▶ _Work instruction_: Scan the lines below for "branch" and copy the matches.

↓

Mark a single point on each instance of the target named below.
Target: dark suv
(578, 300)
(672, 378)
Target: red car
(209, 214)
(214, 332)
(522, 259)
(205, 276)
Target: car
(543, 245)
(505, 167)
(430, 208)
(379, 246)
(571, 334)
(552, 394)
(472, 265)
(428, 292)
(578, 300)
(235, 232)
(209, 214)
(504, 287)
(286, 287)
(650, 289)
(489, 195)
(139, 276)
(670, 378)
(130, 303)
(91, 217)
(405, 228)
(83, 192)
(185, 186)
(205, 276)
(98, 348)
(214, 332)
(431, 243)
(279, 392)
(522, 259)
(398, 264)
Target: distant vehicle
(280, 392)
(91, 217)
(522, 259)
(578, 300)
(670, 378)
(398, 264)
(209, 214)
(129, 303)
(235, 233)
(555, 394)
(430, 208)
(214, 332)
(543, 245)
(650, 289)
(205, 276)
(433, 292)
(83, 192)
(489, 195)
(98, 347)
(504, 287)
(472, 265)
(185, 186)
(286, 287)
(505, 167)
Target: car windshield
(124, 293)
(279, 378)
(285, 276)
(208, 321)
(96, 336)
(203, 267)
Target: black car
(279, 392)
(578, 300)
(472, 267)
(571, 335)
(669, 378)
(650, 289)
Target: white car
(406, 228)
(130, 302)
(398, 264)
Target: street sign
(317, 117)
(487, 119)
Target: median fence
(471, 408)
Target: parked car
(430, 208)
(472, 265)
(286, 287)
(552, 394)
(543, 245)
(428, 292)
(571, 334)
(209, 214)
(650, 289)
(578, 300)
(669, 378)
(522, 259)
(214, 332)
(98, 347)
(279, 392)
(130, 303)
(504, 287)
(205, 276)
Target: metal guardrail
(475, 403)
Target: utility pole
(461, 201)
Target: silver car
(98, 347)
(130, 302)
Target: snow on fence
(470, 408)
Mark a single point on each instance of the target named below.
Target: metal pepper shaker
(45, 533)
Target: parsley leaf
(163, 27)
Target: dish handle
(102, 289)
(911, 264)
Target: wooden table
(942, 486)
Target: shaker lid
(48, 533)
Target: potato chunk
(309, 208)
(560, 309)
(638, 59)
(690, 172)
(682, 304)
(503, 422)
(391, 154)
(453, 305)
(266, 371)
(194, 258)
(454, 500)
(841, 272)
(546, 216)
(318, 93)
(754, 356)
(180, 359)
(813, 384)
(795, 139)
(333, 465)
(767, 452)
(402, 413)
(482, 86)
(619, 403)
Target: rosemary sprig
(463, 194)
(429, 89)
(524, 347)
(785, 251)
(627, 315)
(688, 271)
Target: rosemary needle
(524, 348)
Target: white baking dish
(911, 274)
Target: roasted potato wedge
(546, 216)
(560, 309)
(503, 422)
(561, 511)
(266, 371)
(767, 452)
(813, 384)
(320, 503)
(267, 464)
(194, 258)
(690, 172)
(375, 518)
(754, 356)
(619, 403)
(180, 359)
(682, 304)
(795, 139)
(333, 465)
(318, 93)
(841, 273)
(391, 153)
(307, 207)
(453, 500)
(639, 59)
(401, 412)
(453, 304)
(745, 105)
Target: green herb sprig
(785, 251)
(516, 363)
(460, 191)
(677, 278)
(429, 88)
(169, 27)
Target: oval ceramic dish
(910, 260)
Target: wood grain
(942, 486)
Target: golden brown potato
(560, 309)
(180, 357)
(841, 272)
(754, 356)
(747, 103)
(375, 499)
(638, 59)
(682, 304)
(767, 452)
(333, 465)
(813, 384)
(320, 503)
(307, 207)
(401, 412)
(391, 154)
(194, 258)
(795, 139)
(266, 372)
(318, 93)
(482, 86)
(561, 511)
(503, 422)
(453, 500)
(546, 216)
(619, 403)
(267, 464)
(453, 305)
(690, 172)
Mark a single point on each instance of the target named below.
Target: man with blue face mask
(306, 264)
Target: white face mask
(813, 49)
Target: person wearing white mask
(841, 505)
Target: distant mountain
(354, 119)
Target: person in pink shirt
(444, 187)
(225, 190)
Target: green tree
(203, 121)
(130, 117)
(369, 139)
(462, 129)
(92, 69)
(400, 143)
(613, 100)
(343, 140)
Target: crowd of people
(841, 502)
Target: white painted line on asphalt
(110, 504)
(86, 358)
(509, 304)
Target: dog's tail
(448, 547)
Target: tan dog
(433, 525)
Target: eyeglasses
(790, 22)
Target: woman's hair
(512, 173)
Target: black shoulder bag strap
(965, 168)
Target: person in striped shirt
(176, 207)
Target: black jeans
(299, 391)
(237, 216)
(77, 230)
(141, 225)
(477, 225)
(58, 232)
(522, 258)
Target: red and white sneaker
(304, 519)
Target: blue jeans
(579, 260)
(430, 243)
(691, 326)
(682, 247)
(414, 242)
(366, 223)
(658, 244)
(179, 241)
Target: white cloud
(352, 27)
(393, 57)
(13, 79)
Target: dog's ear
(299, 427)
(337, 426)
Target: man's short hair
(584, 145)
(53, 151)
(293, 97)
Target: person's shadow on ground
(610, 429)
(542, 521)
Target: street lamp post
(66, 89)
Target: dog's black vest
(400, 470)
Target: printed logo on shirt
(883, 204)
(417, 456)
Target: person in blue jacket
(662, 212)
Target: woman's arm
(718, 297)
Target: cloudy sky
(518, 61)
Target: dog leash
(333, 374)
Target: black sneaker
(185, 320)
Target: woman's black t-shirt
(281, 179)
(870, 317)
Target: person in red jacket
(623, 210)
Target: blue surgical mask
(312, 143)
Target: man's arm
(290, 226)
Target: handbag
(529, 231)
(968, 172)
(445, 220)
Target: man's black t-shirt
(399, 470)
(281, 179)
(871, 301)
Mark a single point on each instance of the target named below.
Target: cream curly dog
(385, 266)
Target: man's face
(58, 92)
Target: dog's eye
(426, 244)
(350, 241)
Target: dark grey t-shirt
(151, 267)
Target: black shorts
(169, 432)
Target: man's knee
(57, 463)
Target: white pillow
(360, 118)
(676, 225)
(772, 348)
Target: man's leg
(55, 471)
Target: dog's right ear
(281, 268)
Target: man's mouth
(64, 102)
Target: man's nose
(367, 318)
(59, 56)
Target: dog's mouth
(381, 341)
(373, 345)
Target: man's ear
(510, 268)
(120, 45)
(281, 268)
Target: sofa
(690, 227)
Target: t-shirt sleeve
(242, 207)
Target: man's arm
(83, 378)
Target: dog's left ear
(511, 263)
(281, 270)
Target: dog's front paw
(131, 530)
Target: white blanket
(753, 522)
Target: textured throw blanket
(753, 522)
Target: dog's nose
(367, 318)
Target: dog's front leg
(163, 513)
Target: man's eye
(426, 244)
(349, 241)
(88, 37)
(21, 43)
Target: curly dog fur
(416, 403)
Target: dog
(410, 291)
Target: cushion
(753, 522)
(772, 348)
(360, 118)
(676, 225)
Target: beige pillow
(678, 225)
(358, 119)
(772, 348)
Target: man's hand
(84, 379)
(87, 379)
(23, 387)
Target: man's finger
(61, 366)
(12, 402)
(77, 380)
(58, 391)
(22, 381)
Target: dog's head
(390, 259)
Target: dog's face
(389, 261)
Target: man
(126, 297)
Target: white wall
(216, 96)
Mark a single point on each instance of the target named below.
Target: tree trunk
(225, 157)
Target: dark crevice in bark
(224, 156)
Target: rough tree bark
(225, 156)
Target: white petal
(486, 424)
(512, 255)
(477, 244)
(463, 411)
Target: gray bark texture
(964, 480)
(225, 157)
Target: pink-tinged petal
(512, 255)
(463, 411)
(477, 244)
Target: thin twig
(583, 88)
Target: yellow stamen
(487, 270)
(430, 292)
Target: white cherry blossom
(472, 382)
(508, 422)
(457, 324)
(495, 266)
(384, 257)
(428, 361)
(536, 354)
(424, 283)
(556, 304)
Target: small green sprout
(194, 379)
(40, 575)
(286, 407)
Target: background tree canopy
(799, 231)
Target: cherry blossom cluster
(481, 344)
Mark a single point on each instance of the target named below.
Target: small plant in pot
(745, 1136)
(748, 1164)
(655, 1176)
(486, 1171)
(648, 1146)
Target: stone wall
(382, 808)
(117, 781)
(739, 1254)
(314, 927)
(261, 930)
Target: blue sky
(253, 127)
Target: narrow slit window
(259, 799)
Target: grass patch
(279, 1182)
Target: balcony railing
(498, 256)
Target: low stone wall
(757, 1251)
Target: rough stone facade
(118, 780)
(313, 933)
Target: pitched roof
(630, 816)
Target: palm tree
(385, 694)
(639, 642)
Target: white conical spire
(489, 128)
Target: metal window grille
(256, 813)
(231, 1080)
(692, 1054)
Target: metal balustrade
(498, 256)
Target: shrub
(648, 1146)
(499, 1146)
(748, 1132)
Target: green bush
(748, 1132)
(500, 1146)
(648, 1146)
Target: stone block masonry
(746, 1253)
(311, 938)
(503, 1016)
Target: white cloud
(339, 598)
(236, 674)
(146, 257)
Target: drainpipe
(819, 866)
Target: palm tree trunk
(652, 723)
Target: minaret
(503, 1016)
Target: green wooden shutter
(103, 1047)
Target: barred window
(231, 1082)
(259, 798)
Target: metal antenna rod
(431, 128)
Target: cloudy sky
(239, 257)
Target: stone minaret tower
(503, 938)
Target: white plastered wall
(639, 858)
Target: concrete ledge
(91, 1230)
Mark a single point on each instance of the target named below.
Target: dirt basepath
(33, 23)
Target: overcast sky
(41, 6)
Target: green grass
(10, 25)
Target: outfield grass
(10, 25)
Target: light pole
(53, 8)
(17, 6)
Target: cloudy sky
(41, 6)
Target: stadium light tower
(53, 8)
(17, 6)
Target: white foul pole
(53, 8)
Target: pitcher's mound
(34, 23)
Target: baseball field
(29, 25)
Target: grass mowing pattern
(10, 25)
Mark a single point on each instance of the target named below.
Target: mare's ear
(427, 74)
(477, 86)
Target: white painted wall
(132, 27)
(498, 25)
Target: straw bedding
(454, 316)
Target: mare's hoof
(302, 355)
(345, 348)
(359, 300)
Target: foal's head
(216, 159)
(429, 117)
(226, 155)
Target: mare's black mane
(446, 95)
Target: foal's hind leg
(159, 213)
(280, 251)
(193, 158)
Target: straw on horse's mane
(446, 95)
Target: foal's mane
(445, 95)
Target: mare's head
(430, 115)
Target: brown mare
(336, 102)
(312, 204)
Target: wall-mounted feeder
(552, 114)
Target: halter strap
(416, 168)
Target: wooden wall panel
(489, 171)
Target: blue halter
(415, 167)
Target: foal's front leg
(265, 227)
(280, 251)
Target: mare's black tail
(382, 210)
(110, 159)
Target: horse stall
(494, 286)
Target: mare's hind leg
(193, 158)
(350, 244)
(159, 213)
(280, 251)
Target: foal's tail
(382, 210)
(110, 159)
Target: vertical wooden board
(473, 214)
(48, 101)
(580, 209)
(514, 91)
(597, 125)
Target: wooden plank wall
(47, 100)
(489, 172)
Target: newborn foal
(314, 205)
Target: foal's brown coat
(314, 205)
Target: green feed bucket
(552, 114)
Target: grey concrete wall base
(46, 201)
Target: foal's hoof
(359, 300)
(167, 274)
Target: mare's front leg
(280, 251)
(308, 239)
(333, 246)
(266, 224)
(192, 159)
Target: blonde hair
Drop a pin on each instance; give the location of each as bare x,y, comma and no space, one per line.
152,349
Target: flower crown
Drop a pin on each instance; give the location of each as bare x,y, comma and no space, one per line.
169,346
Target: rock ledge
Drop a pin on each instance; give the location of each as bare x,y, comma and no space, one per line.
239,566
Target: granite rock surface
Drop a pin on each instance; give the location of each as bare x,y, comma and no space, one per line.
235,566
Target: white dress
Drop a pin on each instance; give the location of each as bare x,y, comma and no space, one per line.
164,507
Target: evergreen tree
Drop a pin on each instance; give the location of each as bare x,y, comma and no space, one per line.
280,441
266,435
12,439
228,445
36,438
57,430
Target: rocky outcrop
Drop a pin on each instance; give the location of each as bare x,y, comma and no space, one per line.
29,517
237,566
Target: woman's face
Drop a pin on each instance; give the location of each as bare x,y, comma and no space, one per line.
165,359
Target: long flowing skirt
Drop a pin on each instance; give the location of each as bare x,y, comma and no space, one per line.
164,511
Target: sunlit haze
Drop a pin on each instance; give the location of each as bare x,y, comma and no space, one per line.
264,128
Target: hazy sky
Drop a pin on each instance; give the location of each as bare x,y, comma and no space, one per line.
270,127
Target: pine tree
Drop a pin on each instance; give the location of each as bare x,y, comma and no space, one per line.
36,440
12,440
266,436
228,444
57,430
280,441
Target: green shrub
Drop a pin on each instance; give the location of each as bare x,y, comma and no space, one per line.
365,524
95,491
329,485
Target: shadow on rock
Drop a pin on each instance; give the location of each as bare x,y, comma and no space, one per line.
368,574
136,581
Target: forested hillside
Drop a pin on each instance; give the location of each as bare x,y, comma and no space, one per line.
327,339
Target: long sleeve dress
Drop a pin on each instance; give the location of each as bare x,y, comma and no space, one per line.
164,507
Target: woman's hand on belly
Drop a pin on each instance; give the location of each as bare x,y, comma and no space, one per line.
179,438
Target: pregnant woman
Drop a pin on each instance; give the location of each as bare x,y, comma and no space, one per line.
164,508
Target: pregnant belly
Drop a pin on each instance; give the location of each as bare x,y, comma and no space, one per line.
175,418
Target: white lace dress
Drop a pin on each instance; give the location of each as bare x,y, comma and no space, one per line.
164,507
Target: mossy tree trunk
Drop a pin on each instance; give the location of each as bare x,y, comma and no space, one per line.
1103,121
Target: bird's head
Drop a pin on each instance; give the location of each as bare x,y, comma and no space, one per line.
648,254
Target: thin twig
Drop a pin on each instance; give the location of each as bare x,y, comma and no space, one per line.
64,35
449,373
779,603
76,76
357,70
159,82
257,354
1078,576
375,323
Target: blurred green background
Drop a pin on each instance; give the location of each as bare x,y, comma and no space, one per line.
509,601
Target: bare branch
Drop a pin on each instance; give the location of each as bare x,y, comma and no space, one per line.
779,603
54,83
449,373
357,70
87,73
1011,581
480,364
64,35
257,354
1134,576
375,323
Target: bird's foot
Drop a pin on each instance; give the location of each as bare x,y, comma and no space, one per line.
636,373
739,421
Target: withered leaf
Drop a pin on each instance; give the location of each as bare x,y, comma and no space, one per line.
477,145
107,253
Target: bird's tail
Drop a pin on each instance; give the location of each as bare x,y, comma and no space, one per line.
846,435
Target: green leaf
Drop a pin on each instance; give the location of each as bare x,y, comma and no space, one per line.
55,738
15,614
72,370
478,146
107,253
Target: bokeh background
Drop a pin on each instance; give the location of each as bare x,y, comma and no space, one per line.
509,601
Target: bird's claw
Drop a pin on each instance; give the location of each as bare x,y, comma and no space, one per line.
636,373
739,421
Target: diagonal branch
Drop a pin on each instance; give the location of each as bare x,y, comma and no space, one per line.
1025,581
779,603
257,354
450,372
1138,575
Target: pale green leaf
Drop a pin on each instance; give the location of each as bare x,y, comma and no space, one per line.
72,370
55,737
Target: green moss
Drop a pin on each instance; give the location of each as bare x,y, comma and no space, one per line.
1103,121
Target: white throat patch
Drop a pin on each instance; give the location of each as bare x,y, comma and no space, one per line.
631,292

↑

▶ _The completed task_:
Target: bare branch
Target: diagonal branch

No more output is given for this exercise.